= Fragmento de texto =
# EMBALSES.NET > Cafeteria >  Temporada 2014 de Fórmula 1

## F. Lázaro

Bueno, creo que va siendo hora de crear este nuevo tema ya que, para la temporada que viene habrá muchos cambios y desde ya mismo empezarán a surgir nuevas noticias, rumores, etc, así que creo que lo mejor será tenerlo todo en este nuevo hilo.

Para la temporada que viene, en principio están programados 22 circuitos. En rojo, aún pendientes de aprobación.

= Tarea A =
Copia íntegro y sin ningún cambio el hilo sobre la temporada 2014 de Fórmula 1.
El texto y el listado son materiales independientes entre sí.

= Registros procedentes de una fuente de datos =

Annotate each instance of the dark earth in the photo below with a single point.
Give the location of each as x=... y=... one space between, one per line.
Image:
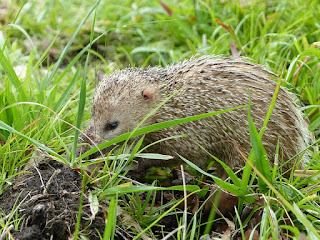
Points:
x=47 y=197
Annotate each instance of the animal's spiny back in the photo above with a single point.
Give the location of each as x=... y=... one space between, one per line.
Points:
x=205 y=84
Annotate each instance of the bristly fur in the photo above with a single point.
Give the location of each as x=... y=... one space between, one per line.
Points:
x=209 y=84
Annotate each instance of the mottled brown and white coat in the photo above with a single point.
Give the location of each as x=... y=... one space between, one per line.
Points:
x=122 y=99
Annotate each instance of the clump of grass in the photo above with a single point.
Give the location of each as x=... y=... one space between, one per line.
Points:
x=59 y=48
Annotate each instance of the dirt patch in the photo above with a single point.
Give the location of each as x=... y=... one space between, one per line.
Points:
x=47 y=199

= Tarea B =
Transcribe sin modificaciones las líneas del listado que empiezan en la que contiene "Annotate each instance of the mottled" y llegan hasta el final del listado, incluyendo ambos extremos.

= Solución del ejercicio A =
# EMBALSES.NET > Cafeteria >  Temporada 2014 de Fórmula 1

## F. Lázaro

Bueno, creo que va siendo hora de crear este nuevo tema ya que, para la temporada que viene habrá muchos cambios y desde ya mismo empezarán a surgir nuevas noticias, rumores, etc, así que creo que lo mejor será tenerlo todo en este nuevo hilo.

Para la temporada que viene, en principio están programados 22 circuitos. En rojo, aún pendientes de aprobación.

= Solución del ejercicio B =
Annotate each instance of the mottled brown and white coat in the photo above with a single point.
Give the location of each as x=... y=... one space between, one per line.
Points:
x=122 y=99
Annotate each instance of the clump of grass in the photo above with a single point.
Give the location of each as x=... y=... one space between, one per line.
Points:
x=59 y=48
Annotate each instance of the dirt patch in the photo above with a single point.
Give the location of each as x=... y=... one space between, one per line.
Points:
x=47 y=199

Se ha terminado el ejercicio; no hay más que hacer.